** Task set **
1) List every hockey team named in the hockey festival text.
2) Repeat word for word the part of the hockey festival text that begins at the words "The Festival HQ" and stops after "for 25 years.".
3) Go on with the hockey festival text from the point where it stops.

** Excerpted text **
==========
The Festival HQ will again be the Palace Hotel on Paignton seafront.

©Al Macphee/MiraclePR

The Festival kicks off at 9.30am at Clennon Valley Leisure Centre, with the traditional flag ‘laying’ (not the raising, as the flag pole has long disappeared and not been replaced) on the surrounding fence! This is followed by the official Bully Off between the Festival President, Councillor Nicole Amil, and Chairman, James Carter.

On Saturday evening, the Festival hosts a Reception for Club Captains and Secretaries and all players who have attended the Festival for 25 years.

The teams fiercely compete for the Bill Stickells Cup for highest scoring team over the weekend, with the Midwives (41) winning in 2025 by a large margin over the Buffaloes (34), the 2024 winners. However, in the spirit of Festival Hockey, there is the Tony Forward Shield awarded for Fair Play to ensure the event is enjoyed by all. The 2025 winners were the Bluebottles from Bristol and the Oddfellows (pictured with the trophy).
==========
** Rows **
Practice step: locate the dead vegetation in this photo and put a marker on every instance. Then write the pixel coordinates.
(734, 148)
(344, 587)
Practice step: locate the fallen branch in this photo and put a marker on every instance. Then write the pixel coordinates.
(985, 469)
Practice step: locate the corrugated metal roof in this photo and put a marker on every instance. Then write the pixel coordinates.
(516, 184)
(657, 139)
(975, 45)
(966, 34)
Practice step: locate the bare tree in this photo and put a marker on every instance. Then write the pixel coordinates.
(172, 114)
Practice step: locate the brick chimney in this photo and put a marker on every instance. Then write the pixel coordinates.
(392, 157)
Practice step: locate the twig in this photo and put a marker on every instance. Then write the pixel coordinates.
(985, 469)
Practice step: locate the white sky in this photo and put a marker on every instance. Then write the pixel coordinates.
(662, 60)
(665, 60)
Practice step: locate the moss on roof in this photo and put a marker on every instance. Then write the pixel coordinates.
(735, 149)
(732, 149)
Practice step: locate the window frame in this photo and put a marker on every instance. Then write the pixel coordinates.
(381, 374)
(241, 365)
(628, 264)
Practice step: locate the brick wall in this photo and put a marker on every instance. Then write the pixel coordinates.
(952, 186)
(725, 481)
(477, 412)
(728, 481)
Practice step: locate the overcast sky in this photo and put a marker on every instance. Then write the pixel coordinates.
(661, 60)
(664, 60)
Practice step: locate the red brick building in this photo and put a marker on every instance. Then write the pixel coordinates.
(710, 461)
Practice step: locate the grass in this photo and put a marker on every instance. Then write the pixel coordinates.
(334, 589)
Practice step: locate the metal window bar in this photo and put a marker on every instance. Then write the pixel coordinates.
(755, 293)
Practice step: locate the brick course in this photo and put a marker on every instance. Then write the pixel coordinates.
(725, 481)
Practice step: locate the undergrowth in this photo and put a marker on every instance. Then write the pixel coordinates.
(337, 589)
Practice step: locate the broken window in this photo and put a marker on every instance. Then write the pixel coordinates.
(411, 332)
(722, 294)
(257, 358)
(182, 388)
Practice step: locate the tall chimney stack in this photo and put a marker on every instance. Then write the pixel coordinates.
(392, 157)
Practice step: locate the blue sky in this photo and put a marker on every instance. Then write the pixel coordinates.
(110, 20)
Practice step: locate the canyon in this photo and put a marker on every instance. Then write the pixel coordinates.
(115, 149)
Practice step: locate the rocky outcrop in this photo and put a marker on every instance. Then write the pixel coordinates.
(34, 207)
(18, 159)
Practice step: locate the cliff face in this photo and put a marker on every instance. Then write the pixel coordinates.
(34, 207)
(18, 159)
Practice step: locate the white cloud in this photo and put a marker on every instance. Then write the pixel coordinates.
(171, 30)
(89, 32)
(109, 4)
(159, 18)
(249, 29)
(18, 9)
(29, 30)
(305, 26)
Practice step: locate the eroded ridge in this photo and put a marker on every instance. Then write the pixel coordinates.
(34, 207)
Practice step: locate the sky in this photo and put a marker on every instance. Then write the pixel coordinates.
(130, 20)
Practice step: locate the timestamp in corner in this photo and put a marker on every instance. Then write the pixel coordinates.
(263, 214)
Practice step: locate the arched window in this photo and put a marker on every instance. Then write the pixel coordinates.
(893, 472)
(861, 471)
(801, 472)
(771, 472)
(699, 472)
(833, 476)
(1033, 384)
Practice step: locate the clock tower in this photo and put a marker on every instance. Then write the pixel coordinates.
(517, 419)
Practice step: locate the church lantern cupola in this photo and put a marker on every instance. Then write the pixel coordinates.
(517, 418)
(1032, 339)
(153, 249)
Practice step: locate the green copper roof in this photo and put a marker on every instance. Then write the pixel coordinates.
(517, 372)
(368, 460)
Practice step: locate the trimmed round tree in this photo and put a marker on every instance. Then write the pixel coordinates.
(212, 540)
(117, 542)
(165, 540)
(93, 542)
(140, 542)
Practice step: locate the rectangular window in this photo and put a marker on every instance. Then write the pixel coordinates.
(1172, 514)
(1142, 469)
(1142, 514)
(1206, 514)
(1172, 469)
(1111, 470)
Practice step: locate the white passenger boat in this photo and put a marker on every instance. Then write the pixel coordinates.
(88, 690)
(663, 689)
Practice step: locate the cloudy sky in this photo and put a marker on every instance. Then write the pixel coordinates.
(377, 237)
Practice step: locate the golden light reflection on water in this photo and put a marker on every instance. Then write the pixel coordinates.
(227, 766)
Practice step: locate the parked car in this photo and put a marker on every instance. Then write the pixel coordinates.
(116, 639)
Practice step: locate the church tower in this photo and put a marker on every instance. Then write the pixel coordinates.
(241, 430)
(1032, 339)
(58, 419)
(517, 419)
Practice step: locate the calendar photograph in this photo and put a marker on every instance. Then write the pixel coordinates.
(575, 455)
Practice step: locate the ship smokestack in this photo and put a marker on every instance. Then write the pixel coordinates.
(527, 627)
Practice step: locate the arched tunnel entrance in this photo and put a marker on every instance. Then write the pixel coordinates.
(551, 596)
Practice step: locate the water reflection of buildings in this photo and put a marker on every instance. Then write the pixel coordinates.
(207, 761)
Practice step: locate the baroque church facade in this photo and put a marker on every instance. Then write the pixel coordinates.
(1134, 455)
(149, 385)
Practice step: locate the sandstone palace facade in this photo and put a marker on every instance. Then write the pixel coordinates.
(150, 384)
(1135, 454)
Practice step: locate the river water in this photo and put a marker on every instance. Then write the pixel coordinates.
==========
** Expected results **
1) Midwives, Buffaloes, Bluebottles, Oddfellows

2)
The Festival HQ will again be the Palace Hotel on Paignton seafront.

©Al Macphee/MiraclePR

The Festival kicks off at 9.30am at Clennon Valley Leisure Centre, with the traditional flag ‘laying’ (not the raising, as the flag pole has long disappeared and not been replaced) on the surrounding fence! This is followed by the official Bully Off between the Festival President, Councillor Nicole Amil, and Chairman, James Carter.

On Saturday evening, the Festival hosts a Reception for Club Captains and Secretaries and all players who have attended the Festival for 25 years.

3)
torbay easter hockey festival 2025 fair play award oddfellows
©Al Macphee/MiraclePR

Last year, the Festival mourned the deaths of two long-attending players, and as to be maybe expected with most of the teams having such a long record of being in Torbay for the hockey, we have again to report two further deaths: “Chief Esandar“ Colin Edwards, who had attended more than 60 Festivals, passed away in October, and Stuart Baggs died very suddenly in July at the age of 46. Stuart was the son of Joe Baggs, one of the founders of the Oddfellows Hockey Club, who died in 2008.